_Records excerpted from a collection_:
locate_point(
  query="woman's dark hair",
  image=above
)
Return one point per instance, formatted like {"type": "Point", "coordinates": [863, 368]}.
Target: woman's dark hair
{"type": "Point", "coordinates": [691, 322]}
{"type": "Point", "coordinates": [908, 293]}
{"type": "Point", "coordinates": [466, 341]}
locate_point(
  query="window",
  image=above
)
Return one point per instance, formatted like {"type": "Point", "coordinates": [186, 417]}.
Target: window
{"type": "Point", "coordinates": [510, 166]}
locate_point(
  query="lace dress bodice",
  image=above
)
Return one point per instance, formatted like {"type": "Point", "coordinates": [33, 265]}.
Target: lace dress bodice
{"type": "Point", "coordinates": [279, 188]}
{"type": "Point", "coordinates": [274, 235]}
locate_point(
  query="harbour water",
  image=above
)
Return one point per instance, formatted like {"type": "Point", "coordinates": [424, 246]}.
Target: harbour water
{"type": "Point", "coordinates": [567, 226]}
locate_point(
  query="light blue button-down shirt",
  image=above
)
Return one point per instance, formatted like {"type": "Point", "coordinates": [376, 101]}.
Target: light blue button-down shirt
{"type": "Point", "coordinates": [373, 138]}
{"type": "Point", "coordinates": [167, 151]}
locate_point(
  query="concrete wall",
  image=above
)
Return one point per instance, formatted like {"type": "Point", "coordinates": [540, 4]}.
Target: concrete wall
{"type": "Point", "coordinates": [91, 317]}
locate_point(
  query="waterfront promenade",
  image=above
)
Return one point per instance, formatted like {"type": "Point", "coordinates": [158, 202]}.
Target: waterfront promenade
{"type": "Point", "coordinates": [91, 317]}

_TASK_: Only an exact retyping of the full data will do.

_RESULT OF THE TASK_:
locate_point(
  query="woman's dark hair",
  image=above
)
Return one point per instance, formatted like {"type": "Point", "coordinates": [863, 368]}.
Target: woman's dark hair
{"type": "Point", "coordinates": [691, 322]}
{"type": "Point", "coordinates": [908, 293]}
{"type": "Point", "coordinates": [466, 341]}
locate_point(
  query="window",
  image=above
)
Return one point per instance, formatted like {"type": "Point", "coordinates": [186, 417]}.
Target: window
{"type": "Point", "coordinates": [510, 166]}
locate_point(
  query="lace dress bodice",
  image=above
)
Return one point per instance, formatted like {"type": "Point", "coordinates": [33, 265]}.
Target: lace dress bodice
{"type": "Point", "coordinates": [279, 188]}
{"type": "Point", "coordinates": [274, 235]}
locate_point(
  query="harbour water",
  image=above
)
Return one point per instance, formatted like {"type": "Point", "coordinates": [424, 246]}.
Target: harbour water
{"type": "Point", "coordinates": [567, 226]}
locate_point(
  query="light blue button-down shirt",
  image=above
)
Return one point per instance, formatted like {"type": "Point", "coordinates": [376, 101]}.
Target: light blue button-down shirt
{"type": "Point", "coordinates": [373, 138]}
{"type": "Point", "coordinates": [167, 151]}
locate_point(
  query="concrete wall",
  image=above
)
Return one point per instance, formatted like {"type": "Point", "coordinates": [540, 4]}.
Target: concrete wall
{"type": "Point", "coordinates": [91, 317]}
locate_point(
  query="waterfront promenade",
  image=above
)
Return one point per instance, formatted like {"type": "Point", "coordinates": [158, 202]}.
Target: waterfront promenade
{"type": "Point", "coordinates": [91, 317]}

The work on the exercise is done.